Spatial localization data

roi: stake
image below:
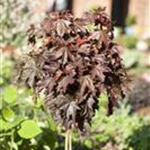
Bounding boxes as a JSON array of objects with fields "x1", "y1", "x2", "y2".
[
  {"x1": 68, "y1": 129, "x2": 72, "y2": 150},
  {"x1": 65, "y1": 129, "x2": 72, "y2": 150},
  {"x1": 65, "y1": 130, "x2": 69, "y2": 150}
]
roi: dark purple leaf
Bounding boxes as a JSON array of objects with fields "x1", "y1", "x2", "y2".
[{"x1": 57, "y1": 75, "x2": 75, "y2": 93}]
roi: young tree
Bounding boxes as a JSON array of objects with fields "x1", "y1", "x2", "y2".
[{"x1": 16, "y1": 8, "x2": 128, "y2": 150}]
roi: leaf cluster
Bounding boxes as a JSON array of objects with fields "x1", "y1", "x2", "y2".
[{"x1": 16, "y1": 8, "x2": 128, "y2": 132}]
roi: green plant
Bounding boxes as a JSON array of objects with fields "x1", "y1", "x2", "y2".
[
  {"x1": 121, "y1": 50, "x2": 142, "y2": 69},
  {"x1": 0, "y1": 0, "x2": 44, "y2": 47},
  {"x1": 75, "y1": 96, "x2": 150, "y2": 150},
  {"x1": 0, "y1": 82, "x2": 57, "y2": 150},
  {"x1": 0, "y1": 0, "x2": 27, "y2": 46},
  {"x1": 115, "y1": 35, "x2": 138, "y2": 49},
  {"x1": 0, "y1": 52, "x2": 13, "y2": 86},
  {"x1": 0, "y1": 51, "x2": 58, "y2": 150},
  {"x1": 127, "y1": 125, "x2": 150, "y2": 150}
]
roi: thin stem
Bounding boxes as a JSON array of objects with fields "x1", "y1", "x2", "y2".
[
  {"x1": 10, "y1": 129, "x2": 14, "y2": 150},
  {"x1": 65, "y1": 130, "x2": 69, "y2": 150},
  {"x1": 68, "y1": 129, "x2": 72, "y2": 150},
  {"x1": 65, "y1": 129, "x2": 72, "y2": 150},
  {"x1": 0, "y1": 132, "x2": 12, "y2": 137}
]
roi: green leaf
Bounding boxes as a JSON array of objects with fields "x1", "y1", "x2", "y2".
[
  {"x1": 85, "y1": 23, "x2": 95, "y2": 32},
  {"x1": 47, "y1": 115, "x2": 57, "y2": 132},
  {"x1": 18, "y1": 120, "x2": 42, "y2": 139},
  {"x1": 4, "y1": 86, "x2": 17, "y2": 104},
  {"x1": 0, "y1": 116, "x2": 23, "y2": 132},
  {"x1": 2, "y1": 108, "x2": 15, "y2": 122},
  {"x1": 39, "y1": 128, "x2": 56, "y2": 148},
  {"x1": 98, "y1": 93, "x2": 108, "y2": 106},
  {"x1": 97, "y1": 93, "x2": 108, "y2": 114}
]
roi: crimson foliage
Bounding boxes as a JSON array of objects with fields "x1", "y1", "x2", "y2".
[{"x1": 16, "y1": 8, "x2": 128, "y2": 132}]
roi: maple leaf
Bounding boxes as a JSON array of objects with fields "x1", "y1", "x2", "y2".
[
  {"x1": 16, "y1": 56, "x2": 38, "y2": 88},
  {"x1": 91, "y1": 64, "x2": 110, "y2": 82},
  {"x1": 78, "y1": 43, "x2": 91, "y2": 55},
  {"x1": 87, "y1": 96, "x2": 95, "y2": 110},
  {"x1": 66, "y1": 101, "x2": 80, "y2": 120},
  {"x1": 64, "y1": 64, "x2": 75, "y2": 74},
  {"x1": 57, "y1": 74, "x2": 75, "y2": 93},
  {"x1": 99, "y1": 31, "x2": 111, "y2": 48},
  {"x1": 36, "y1": 77, "x2": 55, "y2": 93},
  {"x1": 54, "y1": 70, "x2": 63, "y2": 81},
  {"x1": 79, "y1": 75, "x2": 95, "y2": 97},
  {"x1": 55, "y1": 19, "x2": 71, "y2": 37},
  {"x1": 73, "y1": 18, "x2": 87, "y2": 34},
  {"x1": 88, "y1": 31, "x2": 101, "y2": 40},
  {"x1": 55, "y1": 46, "x2": 75, "y2": 65}
]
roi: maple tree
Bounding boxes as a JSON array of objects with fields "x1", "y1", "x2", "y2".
[{"x1": 16, "y1": 8, "x2": 128, "y2": 133}]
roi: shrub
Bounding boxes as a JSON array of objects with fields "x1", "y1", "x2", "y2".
[
  {"x1": 76, "y1": 96, "x2": 150, "y2": 150},
  {"x1": 16, "y1": 8, "x2": 128, "y2": 133}
]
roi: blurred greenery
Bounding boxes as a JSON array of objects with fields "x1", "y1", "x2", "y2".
[
  {"x1": 0, "y1": 0, "x2": 31, "y2": 46},
  {"x1": 126, "y1": 16, "x2": 136, "y2": 26},
  {"x1": 71, "y1": 95, "x2": 150, "y2": 150},
  {"x1": 115, "y1": 35, "x2": 138, "y2": 49},
  {"x1": 0, "y1": 54, "x2": 57, "y2": 149}
]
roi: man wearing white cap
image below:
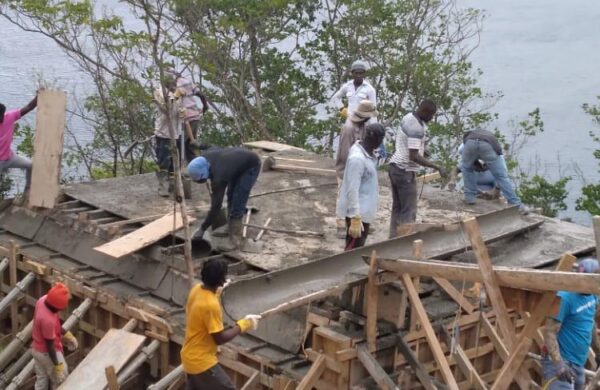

* _EXERCISE_
After removing each picture, print the entries above exactly as they were.

* _EXPECTED OUTPUT_
roi: stake
image below:
Bounding boxes as a JSON array of objects with fields "x1", "y1", "x2", "y2".
[
  {"x1": 68, "y1": 129, "x2": 72, "y2": 150},
  {"x1": 65, "y1": 129, "x2": 72, "y2": 150},
  {"x1": 65, "y1": 130, "x2": 69, "y2": 150}
]
roi: dark purple leaf
Bounding boxes as a JSON array of objects with fields "x1", "y1", "x2", "y2".
[{"x1": 57, "y1": 75, "x2": 75, "y2": 93}]
roi: young tree
Bounding boxes as a JSON array of objects with fields "x1", "y1", "x2", "y2".
[{"x1": 16, "y1": 8, "x2": 128, "y2": 150}]
roi: leaf cluster
Bounding boxes as a JSON array of objects with fields "x1", "y1", "x2", "y2".
[{"x1": 16, "y1": 8, "x2": 128, "y2": 132}]
roi: green plant
Bounding boxes as a JSON array of objects with fields "x1", "y1", "x2", "y2".
[
  {"x1": 121, "y1": 50, "x2": 142, "y2": 69},
  {"x1": 0, "y1": 0, "x2": 44, "y2": 47},
  {"x1": 75, "y1": 96, "x2": 150, "y2": 150},
  {"x1": 0, "y1": 82, "x2": 57, "y2": 150},
  {"x1": 0, "y1": 0, "x2": 27, "y2": 46},
  {"x1": 115, "y1": 35, "x2": 138, "y2": 49},
  {"x1": 0, "y1": 52, "x2": 13, "y2": 86},
  {"x1": 0, "y1": 51, "x2": 58, "y2": 150},
  {"x1": 127, "y1": 125, "x2": 150, "y2": 150}
]
roi: thin stem
Bounding boxes as a JSON array of objects with fields "x1", "y1", "x2", "y2".
[
  {"x1": 10, "y1": 129, "x2": 14, "y2": 150},
  {"x1": 65, "y1": 130, "x2": 69, "y2": 150},
  {"x1": 68, "y1": 129, "x2": 72, "y2": 150},
  {"x1": 65, "y1": 129, "x2": 72, "y2": 150},
  {"x1": 0, "y1": 132, "x2": 12, "y2": 137}
]
roi: green leaf
Bounding boxes as a JSON array of objects with fields "x1", "y1", "x2", "y2".
[
  {"x1": 85, "y1": 23, "x2": 95, "y2": 32},
  {"x1": 47, "y1": 115, "x2": 57, "y2": 132},
  {"x1": 18, "y1": 120, "x2": 42, "y2": 139},
  {"x1": 4, "y1": 86, "x2": 17, "y2": 104},
  {"x1": 0, "y1": 116, "x2": 23, "y2": 132},
  {"x1": 2, "y1": 108, "x2": 15, "y2": 122},
  {"x1": 39, "y1": 128, "x2": 56, "y2": 148},
  {"x1": 98, "y1": 93, "x2": 108, "y2": 106},
  {"x1": 97, "y1": 93, "x2": 108, "y2": 114}
]
roi: crimson foliage
Bounding boxes as a JSON array of objects with fields "x1", "y1", "x2", "y2".
[{"x1": 16, "y1": 8, "x2": 128, "y2": 132}]
roi: maple leaf
Bounding boxes as a JSON array of objects with fields "x1", "y1", "x2", "y2".
[
  {"x1": 16, "y1": 56, "x2": 38, "y2": 88},
  {"x1": 91, "y1": 64, "x2": 110, "y2": 82},
  {"x1": 78, "y1": 43, "x2": 91, "y2": 55},
  {"x1": 87, "y1": 96, "x2": 95, "y2": 110},
  {"x1": 66, "y1": 101, "x2": 80, "y2": 120},
  {"x1": 64, "y1": 64, "x2": 75, "y2": 74},
  {"x1": 57, "y1": 74, "x2": 75, "y2": 93},
  {"x1": 99, "y1": 31, "x2": 111, "y2": 48},
  {"x1": 36, "y1": 77, "x2": 55, "y2": 93},
  {"x1": 54, "y1": 70, "x2": 63, "y2": 81},
  {"x1": 79, "y1": 75, "x2": 95, "y2": 97},
  {"x1": 55, "y1": 19, "x2": 71, "y2": 37},
  {"x1": 73, "y1": 18, "x2": 87, "y2": 34},
  {"x1": 88, "y1": 31, "x2": 101, "y2": 40},
  {"x1": 55, "y1": 46, "x2": 75, "y2": 65}
]
roi: maple tree
Bounding boxes as a JSON array of objects with fields "x1", "y1", "x2", "y2".
[{"x1": 16, "y1": 8, "x2": 128, "y2": 133}]
roi: shrub
Bounding boxes as a JSON array of objects with fields "x1", "y1", "x2", "y2".
[
  {"x1": 76, "y1": 96, "x2": 150, "y2": 150},
  {"x1": 16, "y1": 8, "x2": 128, "y2": 133}
]
roi: blurred greenery
Bounding boxes as a JSON array of objects with fields "x1", "y1", "x2", "y2".
[
  {"x1": 0, "y1": 0, "x2": 31, "y2": 46},
  {"x1": 126, "y1": 16, "x2": 136, "y2": 26},
  {"x1": 71, "y1": 95, "x2": 150, "y2": 150},
  {"x1": 115, "y1": 35, "x2": 138, "y2": 49},
  {"x1": 0, "y1": 54, "x2": 57, "y2": 149}
]
roi: man wearing white cap
image below:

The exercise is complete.